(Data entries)
-- START --
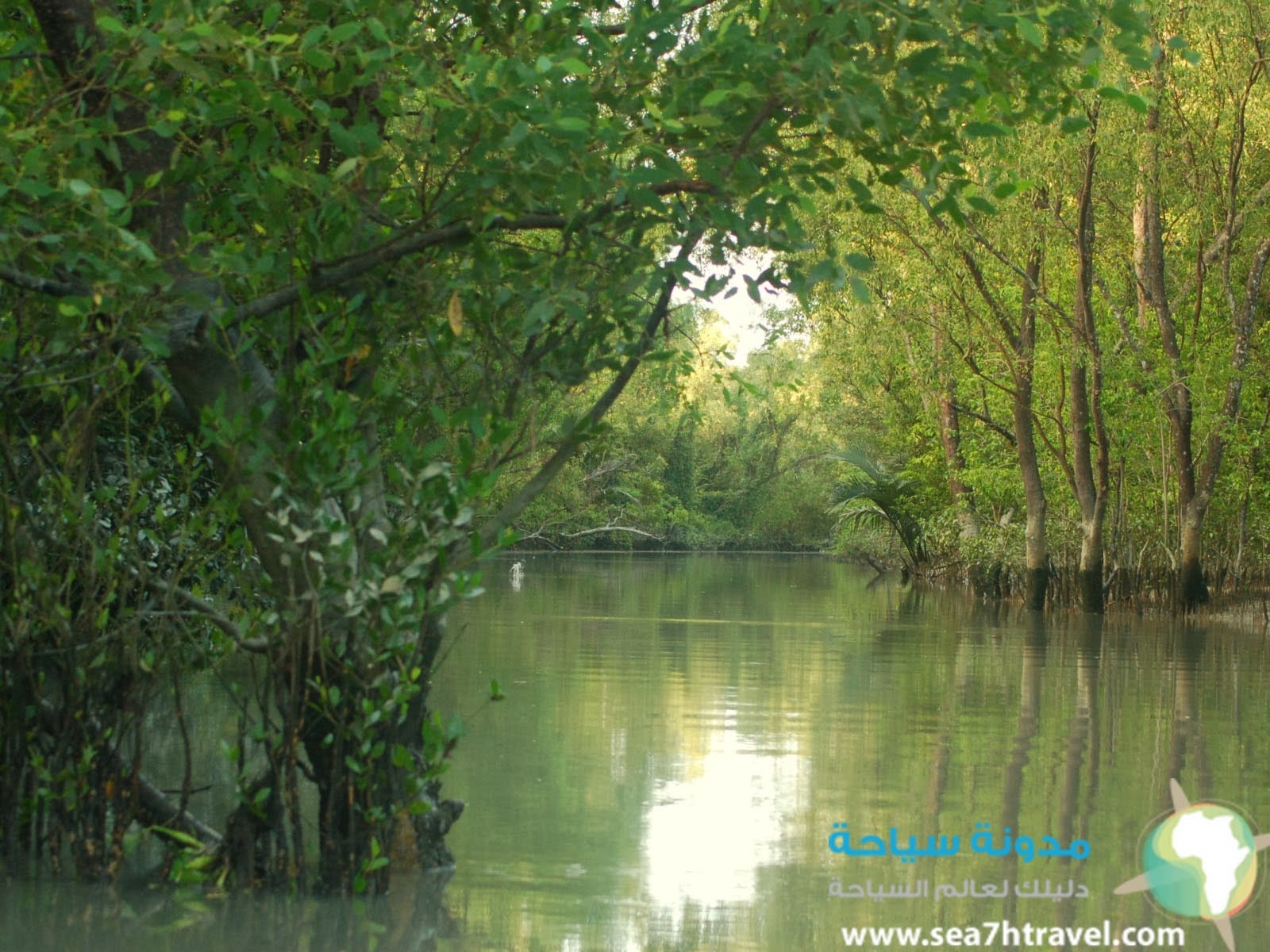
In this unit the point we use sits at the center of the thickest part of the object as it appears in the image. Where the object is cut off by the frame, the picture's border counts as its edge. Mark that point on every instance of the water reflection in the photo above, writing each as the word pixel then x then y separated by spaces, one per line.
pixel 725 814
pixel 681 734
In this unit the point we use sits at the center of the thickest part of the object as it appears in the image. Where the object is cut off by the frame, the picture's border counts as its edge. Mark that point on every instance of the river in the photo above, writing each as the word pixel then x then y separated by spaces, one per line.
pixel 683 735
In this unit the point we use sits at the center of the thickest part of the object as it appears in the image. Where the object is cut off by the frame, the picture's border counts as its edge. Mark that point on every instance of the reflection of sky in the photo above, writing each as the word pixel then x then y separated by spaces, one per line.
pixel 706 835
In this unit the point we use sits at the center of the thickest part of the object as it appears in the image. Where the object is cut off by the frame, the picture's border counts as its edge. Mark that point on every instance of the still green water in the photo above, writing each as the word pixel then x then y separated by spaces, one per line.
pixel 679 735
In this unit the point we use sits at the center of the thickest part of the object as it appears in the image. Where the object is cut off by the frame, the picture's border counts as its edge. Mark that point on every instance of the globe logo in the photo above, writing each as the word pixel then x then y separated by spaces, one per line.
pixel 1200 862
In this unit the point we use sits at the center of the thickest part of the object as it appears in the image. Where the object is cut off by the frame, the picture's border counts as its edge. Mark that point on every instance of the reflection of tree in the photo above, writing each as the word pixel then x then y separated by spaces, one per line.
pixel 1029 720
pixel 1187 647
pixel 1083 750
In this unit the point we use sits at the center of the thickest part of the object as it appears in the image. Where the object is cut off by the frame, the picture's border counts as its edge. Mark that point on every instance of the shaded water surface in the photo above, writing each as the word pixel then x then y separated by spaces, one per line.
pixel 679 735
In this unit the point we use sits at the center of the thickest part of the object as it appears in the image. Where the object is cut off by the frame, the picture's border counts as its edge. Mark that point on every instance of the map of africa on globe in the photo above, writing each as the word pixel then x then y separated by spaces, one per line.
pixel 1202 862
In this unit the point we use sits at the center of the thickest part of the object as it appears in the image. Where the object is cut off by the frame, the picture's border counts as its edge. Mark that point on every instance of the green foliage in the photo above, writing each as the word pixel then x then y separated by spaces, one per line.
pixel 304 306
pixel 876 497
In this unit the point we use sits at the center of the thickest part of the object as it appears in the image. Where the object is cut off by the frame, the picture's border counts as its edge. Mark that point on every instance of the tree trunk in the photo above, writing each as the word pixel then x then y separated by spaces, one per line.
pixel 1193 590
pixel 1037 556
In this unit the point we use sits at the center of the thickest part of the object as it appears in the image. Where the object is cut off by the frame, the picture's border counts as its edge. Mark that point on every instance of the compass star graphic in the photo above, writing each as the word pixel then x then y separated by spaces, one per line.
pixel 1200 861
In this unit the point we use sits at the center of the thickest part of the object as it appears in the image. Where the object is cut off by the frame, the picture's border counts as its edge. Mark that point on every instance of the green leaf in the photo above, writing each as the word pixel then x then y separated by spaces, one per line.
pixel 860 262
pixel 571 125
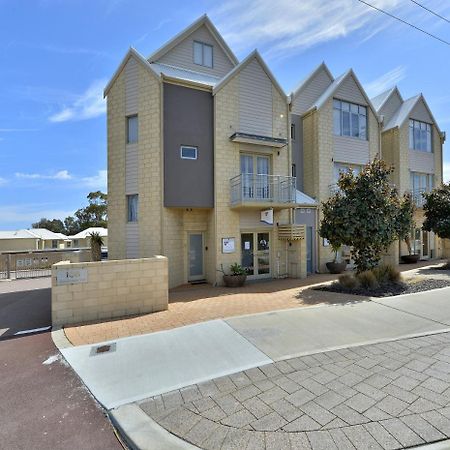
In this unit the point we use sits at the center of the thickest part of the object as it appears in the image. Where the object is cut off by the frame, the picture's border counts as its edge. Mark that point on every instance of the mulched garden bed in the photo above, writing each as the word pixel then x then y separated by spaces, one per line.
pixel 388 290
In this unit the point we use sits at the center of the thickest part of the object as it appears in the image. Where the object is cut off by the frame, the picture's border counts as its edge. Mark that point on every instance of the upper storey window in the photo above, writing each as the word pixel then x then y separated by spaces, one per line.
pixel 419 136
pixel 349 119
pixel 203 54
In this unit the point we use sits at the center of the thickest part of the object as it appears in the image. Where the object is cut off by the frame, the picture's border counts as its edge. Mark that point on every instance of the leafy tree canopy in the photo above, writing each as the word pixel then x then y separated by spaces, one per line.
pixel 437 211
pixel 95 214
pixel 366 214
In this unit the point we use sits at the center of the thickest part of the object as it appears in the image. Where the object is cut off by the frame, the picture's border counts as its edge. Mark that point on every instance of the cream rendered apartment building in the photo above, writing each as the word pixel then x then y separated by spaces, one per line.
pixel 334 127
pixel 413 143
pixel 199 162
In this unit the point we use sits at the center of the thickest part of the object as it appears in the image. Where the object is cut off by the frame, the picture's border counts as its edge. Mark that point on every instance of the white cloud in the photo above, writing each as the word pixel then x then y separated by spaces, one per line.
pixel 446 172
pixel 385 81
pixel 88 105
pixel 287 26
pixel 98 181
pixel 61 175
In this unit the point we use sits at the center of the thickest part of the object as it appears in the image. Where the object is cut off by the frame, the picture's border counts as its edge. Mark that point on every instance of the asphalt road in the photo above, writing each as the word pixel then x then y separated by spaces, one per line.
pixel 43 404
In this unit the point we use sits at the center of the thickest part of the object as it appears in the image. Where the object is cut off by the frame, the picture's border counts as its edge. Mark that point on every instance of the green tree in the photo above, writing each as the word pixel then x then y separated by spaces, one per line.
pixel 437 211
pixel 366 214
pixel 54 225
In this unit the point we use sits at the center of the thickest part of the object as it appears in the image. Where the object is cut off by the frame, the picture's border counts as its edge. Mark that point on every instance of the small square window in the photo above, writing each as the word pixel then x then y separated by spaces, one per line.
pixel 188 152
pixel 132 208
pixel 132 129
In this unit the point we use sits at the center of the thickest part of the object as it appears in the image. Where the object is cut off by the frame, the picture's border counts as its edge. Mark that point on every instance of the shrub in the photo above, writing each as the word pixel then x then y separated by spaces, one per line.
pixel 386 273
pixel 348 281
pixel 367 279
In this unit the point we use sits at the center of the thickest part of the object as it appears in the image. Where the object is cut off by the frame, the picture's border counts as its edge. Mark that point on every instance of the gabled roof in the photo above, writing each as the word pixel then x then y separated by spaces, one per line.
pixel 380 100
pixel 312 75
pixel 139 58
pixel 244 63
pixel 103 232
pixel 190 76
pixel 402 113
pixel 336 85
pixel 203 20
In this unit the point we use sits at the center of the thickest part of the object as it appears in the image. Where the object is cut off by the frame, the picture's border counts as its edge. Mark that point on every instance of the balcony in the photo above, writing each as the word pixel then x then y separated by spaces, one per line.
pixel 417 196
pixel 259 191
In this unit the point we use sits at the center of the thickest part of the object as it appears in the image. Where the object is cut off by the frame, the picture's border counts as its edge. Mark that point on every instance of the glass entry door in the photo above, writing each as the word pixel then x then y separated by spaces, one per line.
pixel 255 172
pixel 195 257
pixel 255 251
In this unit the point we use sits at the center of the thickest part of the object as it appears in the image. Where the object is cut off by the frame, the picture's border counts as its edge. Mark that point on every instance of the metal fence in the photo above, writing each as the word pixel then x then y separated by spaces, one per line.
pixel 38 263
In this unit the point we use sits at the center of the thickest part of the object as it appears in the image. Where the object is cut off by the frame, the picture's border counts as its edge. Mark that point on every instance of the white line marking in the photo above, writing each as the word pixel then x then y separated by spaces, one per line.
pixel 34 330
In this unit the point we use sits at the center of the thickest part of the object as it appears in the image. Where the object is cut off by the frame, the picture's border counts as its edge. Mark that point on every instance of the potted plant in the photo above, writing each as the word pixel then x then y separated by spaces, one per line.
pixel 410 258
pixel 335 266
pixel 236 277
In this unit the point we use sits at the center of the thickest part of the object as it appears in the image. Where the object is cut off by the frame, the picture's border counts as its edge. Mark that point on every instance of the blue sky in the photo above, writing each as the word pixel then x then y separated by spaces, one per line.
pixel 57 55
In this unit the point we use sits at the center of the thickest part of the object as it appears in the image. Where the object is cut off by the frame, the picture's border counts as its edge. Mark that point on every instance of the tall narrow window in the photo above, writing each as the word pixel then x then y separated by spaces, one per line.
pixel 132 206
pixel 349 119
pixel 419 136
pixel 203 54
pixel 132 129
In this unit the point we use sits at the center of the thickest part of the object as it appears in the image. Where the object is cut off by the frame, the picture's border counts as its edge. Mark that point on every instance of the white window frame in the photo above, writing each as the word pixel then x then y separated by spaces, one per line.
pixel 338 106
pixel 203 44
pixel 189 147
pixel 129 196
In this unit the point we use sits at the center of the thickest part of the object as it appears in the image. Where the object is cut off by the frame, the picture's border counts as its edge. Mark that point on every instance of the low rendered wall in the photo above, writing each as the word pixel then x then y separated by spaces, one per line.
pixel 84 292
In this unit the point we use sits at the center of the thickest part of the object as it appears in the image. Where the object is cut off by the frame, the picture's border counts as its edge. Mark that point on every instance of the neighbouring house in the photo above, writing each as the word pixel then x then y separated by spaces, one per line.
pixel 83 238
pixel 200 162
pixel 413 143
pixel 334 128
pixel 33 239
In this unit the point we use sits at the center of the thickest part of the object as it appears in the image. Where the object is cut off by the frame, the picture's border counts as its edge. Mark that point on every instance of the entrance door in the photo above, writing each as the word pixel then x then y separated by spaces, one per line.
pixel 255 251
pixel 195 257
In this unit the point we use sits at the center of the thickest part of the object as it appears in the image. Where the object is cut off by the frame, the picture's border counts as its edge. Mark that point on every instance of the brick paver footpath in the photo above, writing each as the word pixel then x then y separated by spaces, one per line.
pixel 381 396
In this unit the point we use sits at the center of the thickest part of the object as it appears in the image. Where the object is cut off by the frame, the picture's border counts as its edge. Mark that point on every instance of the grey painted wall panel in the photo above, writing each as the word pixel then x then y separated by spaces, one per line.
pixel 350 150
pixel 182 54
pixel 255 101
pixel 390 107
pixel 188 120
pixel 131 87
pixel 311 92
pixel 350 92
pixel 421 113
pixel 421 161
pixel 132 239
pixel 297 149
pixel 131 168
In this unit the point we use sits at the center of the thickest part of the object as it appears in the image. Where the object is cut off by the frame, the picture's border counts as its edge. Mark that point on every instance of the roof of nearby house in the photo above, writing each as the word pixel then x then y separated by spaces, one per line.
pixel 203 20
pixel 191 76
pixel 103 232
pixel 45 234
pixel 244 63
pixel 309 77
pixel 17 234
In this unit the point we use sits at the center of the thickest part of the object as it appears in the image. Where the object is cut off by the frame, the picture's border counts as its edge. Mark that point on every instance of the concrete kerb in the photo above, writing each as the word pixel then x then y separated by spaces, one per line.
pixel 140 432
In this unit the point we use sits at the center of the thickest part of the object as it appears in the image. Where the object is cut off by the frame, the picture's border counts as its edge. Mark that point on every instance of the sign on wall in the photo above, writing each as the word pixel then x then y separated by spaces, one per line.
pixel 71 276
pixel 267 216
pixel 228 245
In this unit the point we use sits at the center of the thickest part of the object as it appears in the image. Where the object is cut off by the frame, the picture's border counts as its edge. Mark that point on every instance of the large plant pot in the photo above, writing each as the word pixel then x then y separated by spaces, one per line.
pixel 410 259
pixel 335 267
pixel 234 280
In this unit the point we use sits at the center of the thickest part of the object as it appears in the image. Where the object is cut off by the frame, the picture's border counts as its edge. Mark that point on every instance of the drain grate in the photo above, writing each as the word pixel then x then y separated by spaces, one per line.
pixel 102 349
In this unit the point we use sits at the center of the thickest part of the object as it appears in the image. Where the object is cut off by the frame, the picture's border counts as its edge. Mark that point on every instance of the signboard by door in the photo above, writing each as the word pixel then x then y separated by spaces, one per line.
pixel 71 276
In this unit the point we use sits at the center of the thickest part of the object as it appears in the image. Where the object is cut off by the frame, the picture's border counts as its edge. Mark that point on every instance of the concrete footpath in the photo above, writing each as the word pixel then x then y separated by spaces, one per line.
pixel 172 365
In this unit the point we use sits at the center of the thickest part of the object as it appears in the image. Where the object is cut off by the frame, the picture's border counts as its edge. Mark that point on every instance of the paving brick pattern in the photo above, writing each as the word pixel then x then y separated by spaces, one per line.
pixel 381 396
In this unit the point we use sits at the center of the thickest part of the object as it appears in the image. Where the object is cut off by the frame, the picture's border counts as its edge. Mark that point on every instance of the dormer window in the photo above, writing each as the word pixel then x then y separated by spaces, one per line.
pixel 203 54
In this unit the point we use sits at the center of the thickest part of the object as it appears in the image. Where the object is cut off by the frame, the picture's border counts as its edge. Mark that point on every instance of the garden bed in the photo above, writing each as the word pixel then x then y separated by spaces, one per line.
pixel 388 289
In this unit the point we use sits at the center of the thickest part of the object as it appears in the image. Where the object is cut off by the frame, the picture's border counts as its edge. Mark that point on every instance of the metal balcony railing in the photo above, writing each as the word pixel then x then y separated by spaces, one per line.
-- END --
Arrange the lines from the one with "the concrete kerb" up to and including the one with "pixel 228 245" as a two-column CSV with the headers text and answer. Give one row per item, place each field in quotation marks, and turn line breaks into spaces.

Result below
text,answer
"In this unit the point we use sits at the center of the thickest part of the object as it appears in the image. Where the object is cut off by the frame, the picture's border counts as its edge. Mark that point on every instance of the concrete kerb in the photo above, writing each as the word pixel then x then y separated by spaces, one per line.","pixel 140 432"
"In this unit the point we use sits at the center of the thickest part of the object as it appears in the image. Where the object is cut off by the frame, the picture's border counts as its edge. Mark that point on every instance of the sign on wall in the photo above, writing each as the word pixel then x then y separated by spaces, one per line.","pixel 71 276 pixel 267 216 pixel 228 245"